Extract provided:

* * * * * * * * *

How Likely Are You to Miscarry When Going Through an IVF Treatment?
Recently, the Scottish First Minister Nicola Sturgeon spoke about her miscarriage in a book. Miscarriage is a loss of a pregnancy before it reaches the stage of viability. The limit of viability is considered as around 23 to 24 weeks. A naturally conceived pregnancy has almost one in six chance of miscarrying.
The vast majority of miscarriages occur before twelve weeks of pregnancy. After twelve weeks of pregnancy, the chance of miscarriage could be as low as three per cent. On the other hand, one percent of women may experience recurrent miscarriages. But, what is the risk of miscarriage for anyone going through an IVF or IVF/ICSI treatment? Also, are women with low ovarian reserves more likely to miscarry?
Before we go further, it is important to understand the cause of miscarriages. There are many reasons for miscarriages such as your age or genetic abnormality of embryo or fetus or a weak cervix ( cervical incompetence ). The vast majority of the miscarriages in the first twelve weeks occur because of genetic causes.
Almost two in three miscarriages at less than twelve weeks occur because of either too much genetic material or too little. Women at a later age are more likely to miscarry. With increasing age, there is a drop in the quality of the remaining eggs. This leads to a rise in the genetic errors during the division of the embryo cells resulting in the unequal splitting of the genetic material. This gives rise to a genetically abnormal embryo. Women trying to conceive at later ages may benefit from the preimplantation genetic screening (PGS) or comprehensive chromosome screening (CCS).
Another couple, who may have balanced translocation, is likely to pass on this abnormality to the embryo and give rise to either a balanced or unbalanced translocation. The carriers of balanced translocation may experience repeated pregnancy losses irrespective of age. This may occur when either woman or her partner carries balanced translocation. Such couple may benefit from preimplantation genetic diagnosis or PGD for chromosomal translocation.

* * * * * * * * *

List of tasks:
**1)** Can you write out the passage of the IVF miscarriage article that opens with the words containing "Before we go" and closes with "of genetic causes."?
**2)** Answer these from the IVF miscarriage article:
(a) Around how many weeks is the limit of viability considered to be?
(b) How low could the chance of miscarriage be after twelve weeks of pregnancy?
(c) About what share of miscarriages at less than twelve weeks occur because of too much or too little genetic material?
The entries that come next are separate material, apart from the IVF miscarriage article.

Stored data entries
* * * * * * * * *

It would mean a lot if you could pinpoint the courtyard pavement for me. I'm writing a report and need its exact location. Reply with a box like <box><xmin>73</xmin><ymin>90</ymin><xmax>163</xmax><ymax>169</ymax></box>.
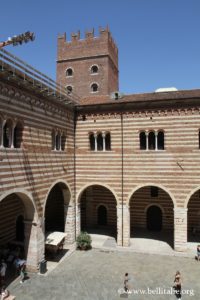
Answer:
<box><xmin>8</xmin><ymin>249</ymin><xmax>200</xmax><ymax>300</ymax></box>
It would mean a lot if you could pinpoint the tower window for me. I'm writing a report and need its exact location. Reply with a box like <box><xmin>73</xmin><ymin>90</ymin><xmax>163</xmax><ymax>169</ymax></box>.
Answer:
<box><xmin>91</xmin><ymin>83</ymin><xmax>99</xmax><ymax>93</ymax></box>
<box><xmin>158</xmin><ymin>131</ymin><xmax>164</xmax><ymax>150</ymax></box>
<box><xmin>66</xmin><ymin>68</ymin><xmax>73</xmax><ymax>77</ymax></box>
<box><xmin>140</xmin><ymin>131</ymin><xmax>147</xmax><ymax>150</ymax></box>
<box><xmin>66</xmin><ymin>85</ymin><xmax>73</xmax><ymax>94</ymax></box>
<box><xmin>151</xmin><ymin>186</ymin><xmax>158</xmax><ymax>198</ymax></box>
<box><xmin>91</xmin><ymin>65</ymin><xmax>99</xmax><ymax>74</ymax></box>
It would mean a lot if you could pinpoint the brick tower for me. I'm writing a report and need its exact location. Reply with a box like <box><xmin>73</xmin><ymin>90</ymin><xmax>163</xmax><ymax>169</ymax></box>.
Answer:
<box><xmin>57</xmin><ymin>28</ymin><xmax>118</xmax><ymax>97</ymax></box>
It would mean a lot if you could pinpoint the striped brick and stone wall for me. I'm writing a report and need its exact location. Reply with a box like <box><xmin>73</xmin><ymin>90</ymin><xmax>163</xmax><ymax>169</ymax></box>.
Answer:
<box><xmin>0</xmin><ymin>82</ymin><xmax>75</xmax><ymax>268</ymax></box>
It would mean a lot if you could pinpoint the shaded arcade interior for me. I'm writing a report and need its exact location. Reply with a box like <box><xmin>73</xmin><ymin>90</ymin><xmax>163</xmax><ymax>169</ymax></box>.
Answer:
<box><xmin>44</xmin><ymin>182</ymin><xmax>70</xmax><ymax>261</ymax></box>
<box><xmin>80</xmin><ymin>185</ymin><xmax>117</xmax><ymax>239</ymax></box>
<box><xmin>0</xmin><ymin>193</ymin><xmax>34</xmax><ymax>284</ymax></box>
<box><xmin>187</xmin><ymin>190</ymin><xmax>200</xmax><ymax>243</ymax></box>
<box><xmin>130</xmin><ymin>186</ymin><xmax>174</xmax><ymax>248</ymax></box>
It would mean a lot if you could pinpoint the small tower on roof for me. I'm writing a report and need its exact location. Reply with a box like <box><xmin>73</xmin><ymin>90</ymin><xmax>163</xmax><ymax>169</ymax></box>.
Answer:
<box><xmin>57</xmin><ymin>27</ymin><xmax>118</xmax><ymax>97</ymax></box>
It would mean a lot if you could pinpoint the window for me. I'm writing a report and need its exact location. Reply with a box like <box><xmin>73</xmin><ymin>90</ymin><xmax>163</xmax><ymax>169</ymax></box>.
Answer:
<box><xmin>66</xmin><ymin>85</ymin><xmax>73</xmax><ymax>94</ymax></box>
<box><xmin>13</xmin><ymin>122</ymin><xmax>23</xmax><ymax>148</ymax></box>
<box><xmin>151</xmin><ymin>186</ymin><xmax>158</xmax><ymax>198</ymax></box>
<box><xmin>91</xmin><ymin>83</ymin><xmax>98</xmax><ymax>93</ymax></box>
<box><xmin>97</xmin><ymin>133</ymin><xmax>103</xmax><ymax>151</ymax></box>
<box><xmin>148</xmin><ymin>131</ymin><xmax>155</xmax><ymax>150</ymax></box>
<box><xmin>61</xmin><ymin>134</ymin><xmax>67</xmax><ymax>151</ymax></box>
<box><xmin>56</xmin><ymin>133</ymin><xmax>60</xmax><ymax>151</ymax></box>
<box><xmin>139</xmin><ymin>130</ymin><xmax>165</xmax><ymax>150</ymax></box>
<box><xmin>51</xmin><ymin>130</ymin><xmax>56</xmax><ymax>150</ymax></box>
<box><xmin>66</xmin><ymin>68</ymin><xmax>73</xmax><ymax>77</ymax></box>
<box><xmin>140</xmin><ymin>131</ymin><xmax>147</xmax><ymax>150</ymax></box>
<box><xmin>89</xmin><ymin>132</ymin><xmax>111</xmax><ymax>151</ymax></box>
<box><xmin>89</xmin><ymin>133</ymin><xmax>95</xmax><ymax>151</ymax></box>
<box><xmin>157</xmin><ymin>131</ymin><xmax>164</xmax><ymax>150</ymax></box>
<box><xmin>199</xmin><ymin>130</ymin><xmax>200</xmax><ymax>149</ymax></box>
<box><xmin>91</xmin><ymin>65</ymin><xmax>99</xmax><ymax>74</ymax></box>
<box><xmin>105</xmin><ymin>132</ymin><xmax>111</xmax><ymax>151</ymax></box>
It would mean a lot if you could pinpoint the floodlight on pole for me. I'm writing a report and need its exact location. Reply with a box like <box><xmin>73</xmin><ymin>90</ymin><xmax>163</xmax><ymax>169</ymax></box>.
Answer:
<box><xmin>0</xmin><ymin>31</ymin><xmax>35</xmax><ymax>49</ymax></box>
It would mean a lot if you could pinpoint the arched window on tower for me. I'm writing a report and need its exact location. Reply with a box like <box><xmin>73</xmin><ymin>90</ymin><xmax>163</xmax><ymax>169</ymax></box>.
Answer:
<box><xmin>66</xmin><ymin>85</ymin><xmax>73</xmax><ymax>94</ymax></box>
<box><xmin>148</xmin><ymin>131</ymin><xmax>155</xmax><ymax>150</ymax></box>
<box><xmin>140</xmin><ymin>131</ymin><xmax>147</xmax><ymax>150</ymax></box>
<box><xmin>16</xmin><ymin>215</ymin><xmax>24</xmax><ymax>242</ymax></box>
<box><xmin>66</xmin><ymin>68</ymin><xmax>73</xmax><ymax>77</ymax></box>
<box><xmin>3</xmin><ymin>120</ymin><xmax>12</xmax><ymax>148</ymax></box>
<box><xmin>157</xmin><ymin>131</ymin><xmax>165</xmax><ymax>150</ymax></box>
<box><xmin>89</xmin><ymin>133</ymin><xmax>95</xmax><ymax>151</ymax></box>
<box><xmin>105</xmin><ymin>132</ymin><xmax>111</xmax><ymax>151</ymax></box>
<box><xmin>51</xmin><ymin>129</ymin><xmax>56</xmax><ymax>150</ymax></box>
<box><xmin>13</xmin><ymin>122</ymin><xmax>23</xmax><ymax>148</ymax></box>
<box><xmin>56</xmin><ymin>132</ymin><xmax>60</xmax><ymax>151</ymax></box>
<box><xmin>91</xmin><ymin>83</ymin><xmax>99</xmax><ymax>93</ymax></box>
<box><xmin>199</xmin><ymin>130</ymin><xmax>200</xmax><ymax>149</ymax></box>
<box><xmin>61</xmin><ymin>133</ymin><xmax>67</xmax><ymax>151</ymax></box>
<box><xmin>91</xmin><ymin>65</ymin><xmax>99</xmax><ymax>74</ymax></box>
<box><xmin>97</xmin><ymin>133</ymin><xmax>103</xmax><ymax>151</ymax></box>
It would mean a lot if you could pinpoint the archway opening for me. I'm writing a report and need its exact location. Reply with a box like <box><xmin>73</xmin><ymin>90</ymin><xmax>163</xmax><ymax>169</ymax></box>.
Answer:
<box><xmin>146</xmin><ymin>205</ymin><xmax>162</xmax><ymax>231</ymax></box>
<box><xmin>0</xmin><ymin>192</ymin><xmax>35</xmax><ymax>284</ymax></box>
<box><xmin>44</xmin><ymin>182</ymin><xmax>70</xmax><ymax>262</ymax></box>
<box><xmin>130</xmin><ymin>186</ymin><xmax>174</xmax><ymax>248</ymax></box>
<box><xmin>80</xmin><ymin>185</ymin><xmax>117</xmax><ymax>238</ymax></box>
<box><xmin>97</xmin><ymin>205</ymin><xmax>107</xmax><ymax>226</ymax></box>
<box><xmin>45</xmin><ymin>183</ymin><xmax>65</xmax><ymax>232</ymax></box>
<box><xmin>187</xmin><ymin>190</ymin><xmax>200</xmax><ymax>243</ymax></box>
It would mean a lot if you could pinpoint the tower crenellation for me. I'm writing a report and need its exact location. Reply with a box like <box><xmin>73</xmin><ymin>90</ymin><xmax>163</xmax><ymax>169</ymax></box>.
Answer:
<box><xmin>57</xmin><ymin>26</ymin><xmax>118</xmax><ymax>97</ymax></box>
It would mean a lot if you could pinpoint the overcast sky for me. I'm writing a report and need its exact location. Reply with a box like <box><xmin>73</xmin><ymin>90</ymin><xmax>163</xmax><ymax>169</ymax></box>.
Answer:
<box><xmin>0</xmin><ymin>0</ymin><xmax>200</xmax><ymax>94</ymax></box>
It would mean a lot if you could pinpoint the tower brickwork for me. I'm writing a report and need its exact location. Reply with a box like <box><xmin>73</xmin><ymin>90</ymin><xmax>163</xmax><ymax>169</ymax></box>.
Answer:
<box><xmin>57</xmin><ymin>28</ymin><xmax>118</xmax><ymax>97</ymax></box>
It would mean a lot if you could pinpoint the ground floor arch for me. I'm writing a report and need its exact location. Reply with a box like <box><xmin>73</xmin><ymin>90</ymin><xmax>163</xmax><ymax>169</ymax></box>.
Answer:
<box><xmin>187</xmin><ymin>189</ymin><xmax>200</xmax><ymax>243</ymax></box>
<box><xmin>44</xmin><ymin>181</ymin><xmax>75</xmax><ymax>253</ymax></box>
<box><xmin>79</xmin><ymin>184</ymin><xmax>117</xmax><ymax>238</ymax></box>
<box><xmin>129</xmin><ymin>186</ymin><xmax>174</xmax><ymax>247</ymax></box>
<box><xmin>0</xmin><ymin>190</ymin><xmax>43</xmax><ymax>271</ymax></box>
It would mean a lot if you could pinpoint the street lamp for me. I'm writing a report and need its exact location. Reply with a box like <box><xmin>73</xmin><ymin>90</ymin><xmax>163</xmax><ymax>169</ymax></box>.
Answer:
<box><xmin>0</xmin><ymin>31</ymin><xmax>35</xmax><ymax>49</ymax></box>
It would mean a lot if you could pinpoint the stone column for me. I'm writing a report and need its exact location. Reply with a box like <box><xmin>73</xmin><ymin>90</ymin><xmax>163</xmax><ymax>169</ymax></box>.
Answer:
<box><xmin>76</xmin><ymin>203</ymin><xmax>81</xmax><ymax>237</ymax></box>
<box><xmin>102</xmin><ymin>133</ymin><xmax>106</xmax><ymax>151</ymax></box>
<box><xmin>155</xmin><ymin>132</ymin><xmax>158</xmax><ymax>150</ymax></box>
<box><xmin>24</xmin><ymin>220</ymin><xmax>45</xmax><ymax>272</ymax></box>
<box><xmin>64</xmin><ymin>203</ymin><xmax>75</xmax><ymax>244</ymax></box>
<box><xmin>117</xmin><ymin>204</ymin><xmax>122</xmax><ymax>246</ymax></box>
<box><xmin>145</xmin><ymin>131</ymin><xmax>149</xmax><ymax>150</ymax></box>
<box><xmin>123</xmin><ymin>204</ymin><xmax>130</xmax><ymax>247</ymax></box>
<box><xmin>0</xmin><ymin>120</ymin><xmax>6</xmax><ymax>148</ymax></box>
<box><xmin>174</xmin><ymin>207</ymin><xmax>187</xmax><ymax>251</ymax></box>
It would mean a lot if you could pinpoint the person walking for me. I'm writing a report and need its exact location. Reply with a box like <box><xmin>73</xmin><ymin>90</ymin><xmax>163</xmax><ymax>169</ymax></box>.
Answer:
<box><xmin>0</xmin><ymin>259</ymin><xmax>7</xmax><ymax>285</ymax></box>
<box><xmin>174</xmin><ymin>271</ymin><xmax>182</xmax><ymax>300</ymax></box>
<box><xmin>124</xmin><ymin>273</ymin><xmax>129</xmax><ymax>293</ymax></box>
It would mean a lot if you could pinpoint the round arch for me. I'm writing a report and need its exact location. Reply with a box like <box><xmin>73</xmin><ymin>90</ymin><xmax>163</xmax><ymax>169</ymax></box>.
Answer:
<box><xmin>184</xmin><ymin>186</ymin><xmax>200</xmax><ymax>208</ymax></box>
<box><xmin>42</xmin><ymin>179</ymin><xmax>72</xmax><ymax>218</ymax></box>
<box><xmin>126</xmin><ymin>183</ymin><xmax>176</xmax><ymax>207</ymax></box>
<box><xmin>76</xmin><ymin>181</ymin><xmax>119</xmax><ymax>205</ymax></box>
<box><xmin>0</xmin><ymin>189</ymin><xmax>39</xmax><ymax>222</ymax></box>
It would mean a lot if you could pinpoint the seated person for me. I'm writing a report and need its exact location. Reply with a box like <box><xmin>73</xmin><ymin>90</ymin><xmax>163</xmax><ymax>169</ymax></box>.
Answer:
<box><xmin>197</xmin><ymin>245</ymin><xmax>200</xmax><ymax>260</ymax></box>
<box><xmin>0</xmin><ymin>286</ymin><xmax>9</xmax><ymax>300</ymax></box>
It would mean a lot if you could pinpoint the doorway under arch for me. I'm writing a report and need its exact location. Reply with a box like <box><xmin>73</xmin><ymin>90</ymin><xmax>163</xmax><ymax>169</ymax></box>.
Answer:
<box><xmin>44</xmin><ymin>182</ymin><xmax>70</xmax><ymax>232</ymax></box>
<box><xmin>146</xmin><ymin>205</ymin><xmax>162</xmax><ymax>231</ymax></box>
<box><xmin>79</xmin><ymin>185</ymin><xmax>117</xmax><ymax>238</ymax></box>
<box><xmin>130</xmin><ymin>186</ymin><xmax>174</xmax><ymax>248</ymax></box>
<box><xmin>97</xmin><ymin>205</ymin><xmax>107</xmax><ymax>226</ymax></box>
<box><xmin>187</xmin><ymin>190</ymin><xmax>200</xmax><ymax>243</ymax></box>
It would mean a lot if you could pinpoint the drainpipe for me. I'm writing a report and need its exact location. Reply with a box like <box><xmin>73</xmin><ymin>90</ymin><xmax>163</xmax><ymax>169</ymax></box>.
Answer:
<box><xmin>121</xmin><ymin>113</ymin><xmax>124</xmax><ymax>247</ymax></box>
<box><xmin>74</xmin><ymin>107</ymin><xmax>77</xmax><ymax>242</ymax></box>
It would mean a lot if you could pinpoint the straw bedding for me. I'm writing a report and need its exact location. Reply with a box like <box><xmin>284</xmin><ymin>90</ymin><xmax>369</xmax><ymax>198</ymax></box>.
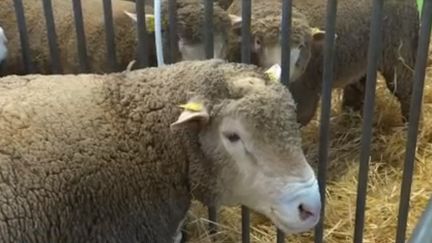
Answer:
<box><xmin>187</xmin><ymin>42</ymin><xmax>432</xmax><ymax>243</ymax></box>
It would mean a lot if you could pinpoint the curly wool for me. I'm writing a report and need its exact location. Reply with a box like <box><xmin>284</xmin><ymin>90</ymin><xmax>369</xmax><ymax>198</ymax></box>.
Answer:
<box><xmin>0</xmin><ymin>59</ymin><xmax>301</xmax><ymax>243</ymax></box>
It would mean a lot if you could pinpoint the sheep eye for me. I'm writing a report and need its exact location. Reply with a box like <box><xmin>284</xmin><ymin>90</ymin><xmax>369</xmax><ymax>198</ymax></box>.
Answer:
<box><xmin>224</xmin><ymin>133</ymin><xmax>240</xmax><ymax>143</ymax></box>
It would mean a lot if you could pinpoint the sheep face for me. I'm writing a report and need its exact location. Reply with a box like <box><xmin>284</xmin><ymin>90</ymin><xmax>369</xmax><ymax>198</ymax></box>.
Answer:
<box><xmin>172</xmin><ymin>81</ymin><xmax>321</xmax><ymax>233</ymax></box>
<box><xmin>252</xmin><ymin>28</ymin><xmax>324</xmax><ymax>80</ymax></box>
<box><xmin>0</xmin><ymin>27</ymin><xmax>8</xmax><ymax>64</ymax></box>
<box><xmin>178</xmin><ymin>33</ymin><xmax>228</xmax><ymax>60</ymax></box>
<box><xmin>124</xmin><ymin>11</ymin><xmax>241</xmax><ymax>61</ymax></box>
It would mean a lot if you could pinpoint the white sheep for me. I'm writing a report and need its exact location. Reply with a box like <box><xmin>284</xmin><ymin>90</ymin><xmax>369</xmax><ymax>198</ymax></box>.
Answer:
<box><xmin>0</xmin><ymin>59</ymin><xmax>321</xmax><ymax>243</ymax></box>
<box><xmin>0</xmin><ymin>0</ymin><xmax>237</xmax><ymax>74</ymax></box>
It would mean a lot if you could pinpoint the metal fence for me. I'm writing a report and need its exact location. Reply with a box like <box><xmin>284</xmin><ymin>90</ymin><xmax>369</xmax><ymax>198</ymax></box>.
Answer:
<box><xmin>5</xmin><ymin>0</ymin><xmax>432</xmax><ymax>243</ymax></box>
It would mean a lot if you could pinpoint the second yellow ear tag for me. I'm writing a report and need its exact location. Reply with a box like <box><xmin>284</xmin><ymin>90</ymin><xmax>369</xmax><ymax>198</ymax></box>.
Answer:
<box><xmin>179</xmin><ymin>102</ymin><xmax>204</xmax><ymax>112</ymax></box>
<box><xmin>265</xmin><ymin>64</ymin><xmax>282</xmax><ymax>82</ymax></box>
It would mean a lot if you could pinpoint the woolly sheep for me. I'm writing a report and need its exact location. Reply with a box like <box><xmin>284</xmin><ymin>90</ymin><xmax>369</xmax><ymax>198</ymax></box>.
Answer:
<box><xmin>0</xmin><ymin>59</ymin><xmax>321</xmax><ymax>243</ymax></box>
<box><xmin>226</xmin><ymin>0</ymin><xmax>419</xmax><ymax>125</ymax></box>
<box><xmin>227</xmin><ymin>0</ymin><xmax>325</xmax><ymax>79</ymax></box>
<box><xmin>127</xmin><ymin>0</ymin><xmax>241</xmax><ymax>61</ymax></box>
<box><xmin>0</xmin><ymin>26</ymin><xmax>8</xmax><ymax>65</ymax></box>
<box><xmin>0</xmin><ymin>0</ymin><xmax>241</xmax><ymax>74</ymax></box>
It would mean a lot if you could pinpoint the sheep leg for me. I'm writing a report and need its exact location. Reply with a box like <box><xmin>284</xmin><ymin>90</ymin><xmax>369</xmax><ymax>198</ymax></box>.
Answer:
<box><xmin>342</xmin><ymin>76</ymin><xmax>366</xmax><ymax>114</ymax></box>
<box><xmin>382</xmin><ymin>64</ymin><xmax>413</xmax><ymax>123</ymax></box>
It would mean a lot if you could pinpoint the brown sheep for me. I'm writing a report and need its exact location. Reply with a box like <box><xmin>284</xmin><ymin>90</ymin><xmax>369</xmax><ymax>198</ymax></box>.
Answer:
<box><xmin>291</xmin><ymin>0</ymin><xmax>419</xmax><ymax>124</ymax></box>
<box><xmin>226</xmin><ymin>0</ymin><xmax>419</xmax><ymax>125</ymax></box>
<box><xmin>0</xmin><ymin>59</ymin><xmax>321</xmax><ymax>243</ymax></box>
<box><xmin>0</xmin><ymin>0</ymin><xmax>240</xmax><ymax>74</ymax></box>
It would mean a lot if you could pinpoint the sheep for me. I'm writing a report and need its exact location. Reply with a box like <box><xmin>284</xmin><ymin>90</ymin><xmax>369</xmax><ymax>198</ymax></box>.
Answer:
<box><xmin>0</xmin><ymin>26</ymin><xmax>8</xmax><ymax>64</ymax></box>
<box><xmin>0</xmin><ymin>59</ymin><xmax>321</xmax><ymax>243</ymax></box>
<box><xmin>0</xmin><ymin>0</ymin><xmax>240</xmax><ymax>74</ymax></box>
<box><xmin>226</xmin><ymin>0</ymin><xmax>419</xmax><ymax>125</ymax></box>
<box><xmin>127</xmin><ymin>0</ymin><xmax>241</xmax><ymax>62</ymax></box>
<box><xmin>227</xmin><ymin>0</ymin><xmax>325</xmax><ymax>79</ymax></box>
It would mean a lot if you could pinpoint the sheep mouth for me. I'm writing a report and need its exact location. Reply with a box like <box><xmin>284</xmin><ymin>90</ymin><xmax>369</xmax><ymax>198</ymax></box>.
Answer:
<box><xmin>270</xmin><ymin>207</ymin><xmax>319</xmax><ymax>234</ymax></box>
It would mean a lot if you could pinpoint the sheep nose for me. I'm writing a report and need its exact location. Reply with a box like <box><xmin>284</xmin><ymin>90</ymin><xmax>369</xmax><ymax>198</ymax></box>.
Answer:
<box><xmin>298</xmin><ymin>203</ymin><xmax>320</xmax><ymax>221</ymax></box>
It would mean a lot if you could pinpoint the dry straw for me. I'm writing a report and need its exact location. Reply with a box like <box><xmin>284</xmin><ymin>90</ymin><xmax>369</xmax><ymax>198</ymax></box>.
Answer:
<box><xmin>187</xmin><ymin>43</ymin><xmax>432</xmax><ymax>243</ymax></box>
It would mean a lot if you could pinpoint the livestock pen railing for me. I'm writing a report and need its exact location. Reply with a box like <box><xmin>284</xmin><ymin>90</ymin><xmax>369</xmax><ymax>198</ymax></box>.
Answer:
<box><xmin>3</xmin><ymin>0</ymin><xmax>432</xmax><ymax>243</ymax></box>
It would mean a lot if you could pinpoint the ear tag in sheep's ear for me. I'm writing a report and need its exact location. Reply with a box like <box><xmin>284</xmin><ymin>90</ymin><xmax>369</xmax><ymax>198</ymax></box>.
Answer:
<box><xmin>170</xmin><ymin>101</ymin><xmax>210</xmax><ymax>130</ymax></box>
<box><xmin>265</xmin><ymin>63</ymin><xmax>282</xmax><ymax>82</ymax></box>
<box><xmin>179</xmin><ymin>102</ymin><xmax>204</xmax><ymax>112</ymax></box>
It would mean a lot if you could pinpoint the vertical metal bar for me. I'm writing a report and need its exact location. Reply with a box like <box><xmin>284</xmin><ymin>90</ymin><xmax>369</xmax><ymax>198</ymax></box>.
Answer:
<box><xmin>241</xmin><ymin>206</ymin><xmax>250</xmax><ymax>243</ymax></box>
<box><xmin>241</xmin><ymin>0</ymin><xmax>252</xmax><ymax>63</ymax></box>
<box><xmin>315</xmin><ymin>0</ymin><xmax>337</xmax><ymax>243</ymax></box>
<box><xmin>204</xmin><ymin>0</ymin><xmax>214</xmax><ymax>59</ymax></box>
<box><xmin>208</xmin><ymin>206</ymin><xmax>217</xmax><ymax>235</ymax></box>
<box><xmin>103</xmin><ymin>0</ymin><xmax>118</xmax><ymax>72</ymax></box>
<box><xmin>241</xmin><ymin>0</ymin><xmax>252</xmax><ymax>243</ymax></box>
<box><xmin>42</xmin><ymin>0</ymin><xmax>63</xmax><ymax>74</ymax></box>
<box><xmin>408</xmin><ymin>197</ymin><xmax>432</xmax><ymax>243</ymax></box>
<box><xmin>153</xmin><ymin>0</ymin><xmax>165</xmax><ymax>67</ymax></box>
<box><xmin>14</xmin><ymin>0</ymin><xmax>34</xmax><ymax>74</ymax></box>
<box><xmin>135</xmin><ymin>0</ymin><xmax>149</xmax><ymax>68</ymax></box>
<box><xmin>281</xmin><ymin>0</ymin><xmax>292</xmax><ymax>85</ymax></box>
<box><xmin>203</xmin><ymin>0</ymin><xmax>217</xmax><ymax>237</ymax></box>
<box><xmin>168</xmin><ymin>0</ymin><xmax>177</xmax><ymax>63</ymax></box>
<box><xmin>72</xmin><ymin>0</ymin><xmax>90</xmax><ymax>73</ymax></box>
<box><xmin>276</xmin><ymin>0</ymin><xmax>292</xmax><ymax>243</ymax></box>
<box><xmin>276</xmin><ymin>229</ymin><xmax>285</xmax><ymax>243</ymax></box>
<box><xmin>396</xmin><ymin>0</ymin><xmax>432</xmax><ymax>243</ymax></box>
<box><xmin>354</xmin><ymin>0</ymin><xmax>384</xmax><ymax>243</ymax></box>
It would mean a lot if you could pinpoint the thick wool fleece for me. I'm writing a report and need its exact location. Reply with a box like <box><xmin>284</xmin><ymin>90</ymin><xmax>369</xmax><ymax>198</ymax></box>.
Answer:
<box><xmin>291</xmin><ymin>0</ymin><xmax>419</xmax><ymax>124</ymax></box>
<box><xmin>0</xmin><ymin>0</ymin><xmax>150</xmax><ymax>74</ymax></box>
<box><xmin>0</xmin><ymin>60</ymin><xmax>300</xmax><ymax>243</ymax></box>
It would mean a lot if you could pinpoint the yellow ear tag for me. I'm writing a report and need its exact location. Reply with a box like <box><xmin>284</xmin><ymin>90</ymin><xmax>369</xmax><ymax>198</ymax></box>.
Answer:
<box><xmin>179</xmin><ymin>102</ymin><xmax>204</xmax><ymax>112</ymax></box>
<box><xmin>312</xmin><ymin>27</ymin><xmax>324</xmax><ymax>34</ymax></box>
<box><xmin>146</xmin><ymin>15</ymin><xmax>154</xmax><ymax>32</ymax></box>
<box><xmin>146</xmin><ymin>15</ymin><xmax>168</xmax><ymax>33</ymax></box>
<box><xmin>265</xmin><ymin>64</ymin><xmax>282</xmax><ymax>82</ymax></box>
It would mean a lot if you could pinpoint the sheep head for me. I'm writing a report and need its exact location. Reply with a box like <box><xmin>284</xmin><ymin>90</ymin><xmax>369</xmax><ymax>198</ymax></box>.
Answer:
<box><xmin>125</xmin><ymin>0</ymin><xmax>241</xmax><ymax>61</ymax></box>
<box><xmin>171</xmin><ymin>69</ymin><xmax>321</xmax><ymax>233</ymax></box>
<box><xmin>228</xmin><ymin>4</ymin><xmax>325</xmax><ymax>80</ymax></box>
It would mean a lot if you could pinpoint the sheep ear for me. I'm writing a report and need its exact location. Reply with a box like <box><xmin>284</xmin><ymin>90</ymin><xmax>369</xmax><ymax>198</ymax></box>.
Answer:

* * * * * * * * *

Solution set:
**1)**
Before we go further, it is important to understand the cause of miscarriages. There are many reasons for miscarriages such as your age or genetic abnormality of embryo or fetus or a weak cervix ( cervical incompetence ). The vast majority of the miscarriages in the first twelve weeks occur because of genetic causes.

**2)**
(a) Around 23 to 24 weeks.
(b) As low as three per cent.
(c) Almost two in three.